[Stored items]
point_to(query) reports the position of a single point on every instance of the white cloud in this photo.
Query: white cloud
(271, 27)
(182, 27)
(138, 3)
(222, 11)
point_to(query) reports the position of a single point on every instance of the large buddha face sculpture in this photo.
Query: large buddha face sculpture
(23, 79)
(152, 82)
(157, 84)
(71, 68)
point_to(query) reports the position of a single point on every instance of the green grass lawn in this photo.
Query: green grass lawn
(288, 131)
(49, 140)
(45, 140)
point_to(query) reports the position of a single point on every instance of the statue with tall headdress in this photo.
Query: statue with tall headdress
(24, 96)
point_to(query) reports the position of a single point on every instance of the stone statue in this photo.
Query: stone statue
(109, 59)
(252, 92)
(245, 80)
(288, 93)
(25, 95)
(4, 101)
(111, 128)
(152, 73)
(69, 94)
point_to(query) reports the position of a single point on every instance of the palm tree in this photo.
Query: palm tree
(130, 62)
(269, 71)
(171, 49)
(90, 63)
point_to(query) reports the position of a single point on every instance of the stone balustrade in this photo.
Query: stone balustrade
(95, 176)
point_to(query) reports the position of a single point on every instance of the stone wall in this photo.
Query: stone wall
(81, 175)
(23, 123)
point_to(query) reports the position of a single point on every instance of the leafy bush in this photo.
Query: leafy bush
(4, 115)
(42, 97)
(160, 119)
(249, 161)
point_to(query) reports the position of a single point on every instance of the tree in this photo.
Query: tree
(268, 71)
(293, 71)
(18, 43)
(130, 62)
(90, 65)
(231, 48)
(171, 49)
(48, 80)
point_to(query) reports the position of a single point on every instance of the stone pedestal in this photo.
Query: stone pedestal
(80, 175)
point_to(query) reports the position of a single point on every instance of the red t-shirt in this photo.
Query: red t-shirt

# What you have to do
Copy each line of the records that has "photo" in it.

# Response below
point_to(query) reports the position of a single point on every instance of the white cloud in this photo.
point_to(query) reports the position of a single point on every instance of the large buddha face sculpture in this photo.
point_to(query) reports the position of a single point on every instance of the green grass lawn in this photo.
point_to(query) reports the position of a single point on every instance of the statue with tall headdress in this photo.
point_to(query) reports the position of a single point on every instance of the stone statue in this photo.
point_to(query) reports the position of a single point on every instance of the palm tree in this photo.
point_to(query) reports the position of a single point on every instance of the stone balustrade in this photo.
point_to(query) reports the position of a single point on every instance of the stone wall in this photo.
point_to(query) reports the position of a single point on every instance of the leafy bush in this photo.
point_to(query) reports the position of a single point on every instance of the tree in this photo.
point_to(query) reports the position of a single point on every instance of the stone pedestal in this photo.
point_to(query) reports the position of a single point on every instance of the red t-shirt in this photo.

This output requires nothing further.